* **Source extract**
· · · · · · ·

The Power of Gold
The Power of Gold: History of an Obsession. By Peter L. Bernstein (John Wiley & Sons, New York, 432 pages) $27.95.
It is because one does or does not have some degree of confidence in the government that issues a currency. So today, for example, almost all players in the National Hockey League, Canadians as well as Americans and Europeans, expect to be paid in U.S. dollars. The American dollar recently has been a much stronger currency than the Canadian dollar. Canada, which has a much bigger welfare-state structure than the United States, also has an inflation rate much higher than its southern neighbor does. Therefore, its currency is depreciating at a faster rate.
Inflation is and always has been caused by governments that print too much money (i.e., Weimar Germany, France in the early stages of the French Revolution, and the United States' Revolutionary War government, the Continental Congress, which issued so much currency that its money was said to be "not worth a continental"). The result of this monetary mayhem is that people save less and buy more today. That's because tomorrow, they think, money will be worth less than today.

· · · · · · ·

* **Given data**

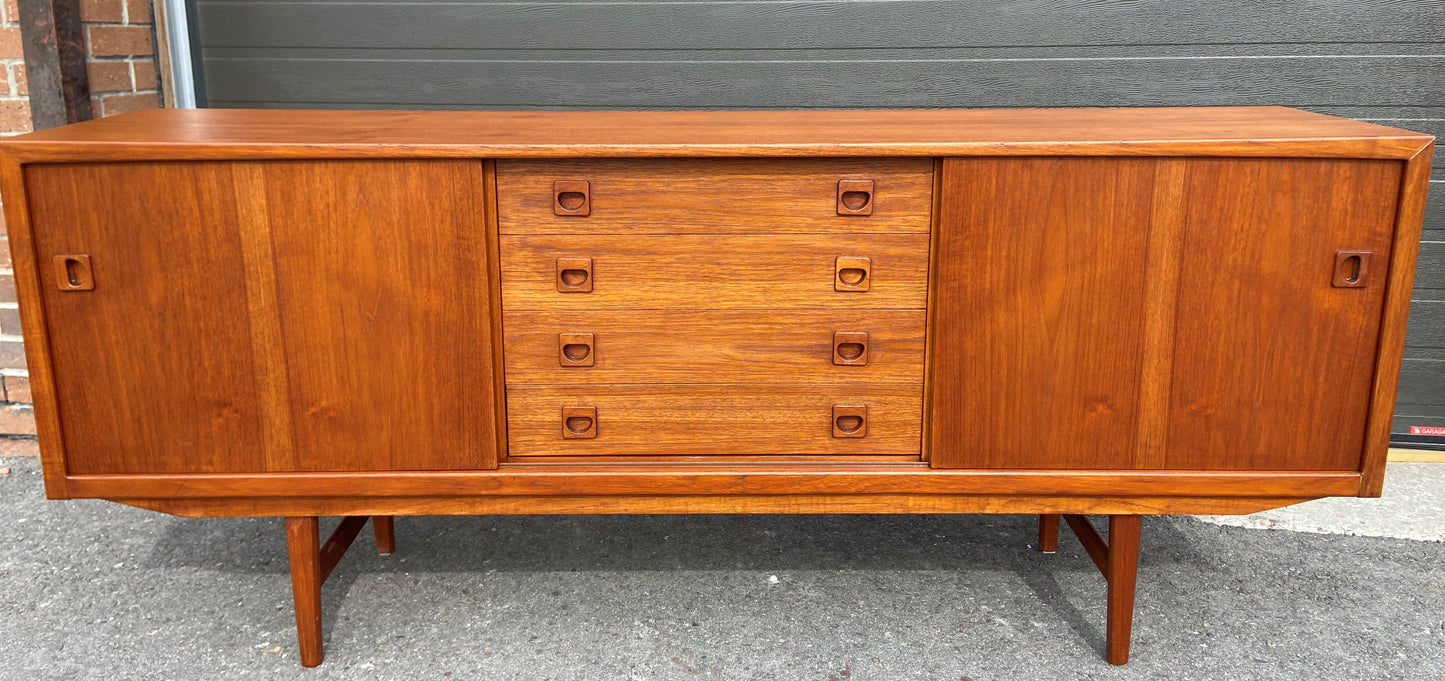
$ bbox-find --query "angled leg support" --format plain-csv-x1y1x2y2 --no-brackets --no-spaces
1039,515,1143,665
286,516,396,667
1039,513,1059,554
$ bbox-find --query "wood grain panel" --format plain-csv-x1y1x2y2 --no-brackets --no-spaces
507,385,923,457
0,107,1431,162
69,460,1360,499
500,234,928,311
497,158,933,234
24,163,266,474
1166,159,1402,470
503,309,923,385
264,160,497,470
931,159,1157,468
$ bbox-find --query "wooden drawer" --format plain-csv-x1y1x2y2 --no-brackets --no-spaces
507,385,923,457
503,309,925,385
497,158,933,234
500,234,928,311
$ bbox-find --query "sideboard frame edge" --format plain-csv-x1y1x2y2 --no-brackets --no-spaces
1357,140,1435,497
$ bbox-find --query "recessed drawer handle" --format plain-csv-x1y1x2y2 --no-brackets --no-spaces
832,331,868,366
562,406,597,440
1331,250,1374,289
838,179,873,215
832,256,873,291
556,334,597,366
832,405,868,438
552,179,592,217
53,253,95,291
556,257,592,294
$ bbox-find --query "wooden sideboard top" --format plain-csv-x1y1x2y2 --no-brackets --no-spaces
0,107,1433,162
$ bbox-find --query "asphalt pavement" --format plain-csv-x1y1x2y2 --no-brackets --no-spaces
0,458,1445,681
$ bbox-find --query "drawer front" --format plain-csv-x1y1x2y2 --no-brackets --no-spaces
507,385,923,457
500,234,928,311
497,159,933,234
503,309,925,385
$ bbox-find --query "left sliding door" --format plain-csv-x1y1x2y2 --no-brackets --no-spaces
26,160,500,474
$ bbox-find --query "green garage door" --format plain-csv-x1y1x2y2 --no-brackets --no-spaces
194,0,1445,442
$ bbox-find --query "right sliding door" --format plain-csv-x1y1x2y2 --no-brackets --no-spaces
1163,159,1402,470
928,158,1402,470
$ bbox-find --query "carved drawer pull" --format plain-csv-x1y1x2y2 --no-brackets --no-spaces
832,405,868,438
832,331,868,366
562,406,597,440
1331,250,1374,289
838,179,873,215
832,256,873,291
556,257,592,294
55,254,95,291
556,334,597,366
552,179,592,217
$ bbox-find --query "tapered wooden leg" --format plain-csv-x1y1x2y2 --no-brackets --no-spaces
1039,513,1059,554
371,516,396,555
1104,516,1142,665
286,516,324,667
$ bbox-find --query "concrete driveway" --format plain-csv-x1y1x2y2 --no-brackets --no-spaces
0,458,1445,681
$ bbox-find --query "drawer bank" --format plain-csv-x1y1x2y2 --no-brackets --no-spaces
0,107,1433,667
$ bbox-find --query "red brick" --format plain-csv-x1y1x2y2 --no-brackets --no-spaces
0,100,30,133
100,93,160,116
126,0,155,23
85,62,134,94
81,0,126,23
134,59,156,90
0,26,25,59
4,376,33,403
0,405,35,435
86,26,155,56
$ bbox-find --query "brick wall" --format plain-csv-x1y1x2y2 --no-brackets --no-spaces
0,0,160,435
81,0,160,117
0,0,30,135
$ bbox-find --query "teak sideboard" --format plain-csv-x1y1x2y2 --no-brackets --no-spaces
0,107,1433,665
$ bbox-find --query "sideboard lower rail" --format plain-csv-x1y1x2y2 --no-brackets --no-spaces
66,466,1360,499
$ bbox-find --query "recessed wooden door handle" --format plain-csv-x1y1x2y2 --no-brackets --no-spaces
552,179,592,217
838,179,873,215
832,405,868,438
556,257,592,294
832,256,873,291
562,406,597,440
53,253,95,291
832,331,868,366
1331,250,1374,289
556,334,597,366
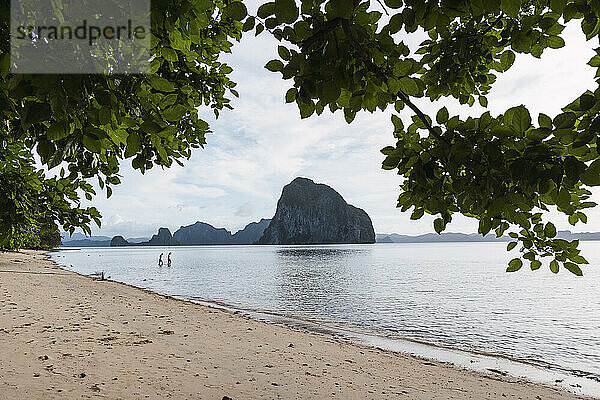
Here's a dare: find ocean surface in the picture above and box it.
[52,242,600,396]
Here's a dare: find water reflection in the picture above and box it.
[275,248,371,318]
[50,242,600,390]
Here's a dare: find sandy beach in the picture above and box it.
[0,252,584,400]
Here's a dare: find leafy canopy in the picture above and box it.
[0,0,246,246]
[253,0,600,275]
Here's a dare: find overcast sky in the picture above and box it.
[77,7,600,237]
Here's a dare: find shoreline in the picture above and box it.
[0,252,587,399]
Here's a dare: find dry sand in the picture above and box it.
[0,252,583,400]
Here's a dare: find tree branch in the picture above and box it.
[342,19,448,144]
[300,18,342,51]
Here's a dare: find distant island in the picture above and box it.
[62,178,600,247]
[63,178,375,247]
[258,178,375,244]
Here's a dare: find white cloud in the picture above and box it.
[84,18,600,236]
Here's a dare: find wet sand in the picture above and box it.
[0,252,585,400]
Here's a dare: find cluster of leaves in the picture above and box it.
[0,0,246,247]
[258,0,600,275]
[0,137,100,249]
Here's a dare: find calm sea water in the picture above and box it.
[52,242,600,395]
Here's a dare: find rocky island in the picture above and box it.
[105,178,375,247]
[258,178,375,244]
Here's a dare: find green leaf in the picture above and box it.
[83,135,102,153]
[580,160,600,186]
[544,222,556,238]
[398,77,419,96]
[256,2,275,19]
[277,46,291,61]
[46,120,71,140]
[223,1,248,21]
[392,114,404,132]
[506,258,523,272]
[433,218,446,234]
[325,0,354,19]
[538,114,552,129]
[554,112,577,129]
[435,107,450,124]
[285,88,298,103]
[545,36,565,49]
[504,106,531,133]
[275,0,298,24]
[125,132,142,158]
[529,260,542,271]
[150,75,175,92]
[500,0,521,18]
[410,208,425,220]
[265,60,283,72]
[500,50,515,72]
[242,16,256,32]
[384,0,402,8]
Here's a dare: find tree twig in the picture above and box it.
[377,0,390,17]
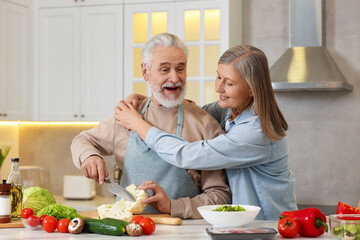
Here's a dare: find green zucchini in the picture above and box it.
[83,219,126,236]
[102,218,129,228]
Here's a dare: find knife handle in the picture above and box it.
[151,217,182,225]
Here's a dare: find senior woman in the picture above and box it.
[115,45,297,220]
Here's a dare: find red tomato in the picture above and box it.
[139,218,155,235]
[21,208,34,219]
[57,218,70,233]
[278,217,300,238]
[40,215,47,225]
[43,216,57,232]
[130,215,144,224]
[27,215,40,227]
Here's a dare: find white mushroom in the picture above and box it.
[68,217,84,234]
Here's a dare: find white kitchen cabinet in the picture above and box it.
[124,0,242,105]
[0,1,32,121]
[38,0,123,121]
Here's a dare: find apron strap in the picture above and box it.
[176,104,184,137]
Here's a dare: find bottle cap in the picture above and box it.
[0,179,11,195]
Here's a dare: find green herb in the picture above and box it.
[36,203,78,221]
[213,205,246,212]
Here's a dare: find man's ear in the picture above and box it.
[141,63,149,81]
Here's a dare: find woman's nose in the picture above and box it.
[215,80,224,92]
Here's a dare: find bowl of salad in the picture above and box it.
[197,204,261,227]
[329,214,360,239]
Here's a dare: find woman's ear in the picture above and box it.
[141,63,149,81]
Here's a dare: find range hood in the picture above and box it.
[270,0,353,92]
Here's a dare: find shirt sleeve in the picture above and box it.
[145,124,271,170]
[70,116,115,169]
[170,170,231,219]
[202,101,228,130]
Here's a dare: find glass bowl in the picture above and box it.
[21,218,42,230]
[329,214,360,239]
[198,204,261,227]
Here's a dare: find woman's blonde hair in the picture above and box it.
[218,45,288,141]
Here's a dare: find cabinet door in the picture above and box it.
[39,8,80,120]
[0,1,32,120]
[176,0,228,105]
[124,3,175,97]
[80,5,123,120]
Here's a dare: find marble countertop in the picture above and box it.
[0,196,331,240]
[0,219,331,240]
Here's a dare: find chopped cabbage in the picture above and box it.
[98,184,148,222]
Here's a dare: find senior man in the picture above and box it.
[71,33,231,218]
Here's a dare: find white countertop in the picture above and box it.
[0,196,331,240]
[0,219,331,240]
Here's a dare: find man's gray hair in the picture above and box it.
[141,33,188,67]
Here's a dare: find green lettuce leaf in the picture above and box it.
[23,187,56,215]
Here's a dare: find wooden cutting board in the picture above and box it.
[0,210,182,228]
[78,210,182,225]
[0,219,24,228]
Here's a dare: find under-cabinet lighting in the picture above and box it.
[0,121,99,125]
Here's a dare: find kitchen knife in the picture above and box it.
[104,177,135,202]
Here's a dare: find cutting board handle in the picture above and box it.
[151,217,182,225]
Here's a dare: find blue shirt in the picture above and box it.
[145,102,297,220]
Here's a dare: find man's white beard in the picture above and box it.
[149,83,186,108]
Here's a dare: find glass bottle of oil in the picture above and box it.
[7,158,23,219]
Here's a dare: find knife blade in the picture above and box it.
[104,177,135,202]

· · · · · · ·

* **What to work on**
A. In the review, what currency do almost all National Hockey League players expect to be paid in?
B. Please reproduce the part of the review that opens with the words "It is because" and closes with "a faster rate.".

* **Results**
A. U.S. dollars.

B.
It is because one does or does not have some degree of confidence in the government that issues a currency. So today, for example, almost all players in the National Hockey League, Canadians as well as Americans and Europeans, expect to be paid in U.S. dollars. The American dollar recently has been a much stronger currency than the Canadian dollar. Canada, which has a much bigger welfare-state structure than the United States, also has an inflation rate much higher than its southern neighbor does. Therefore, its currency is depreciating at a faster rate.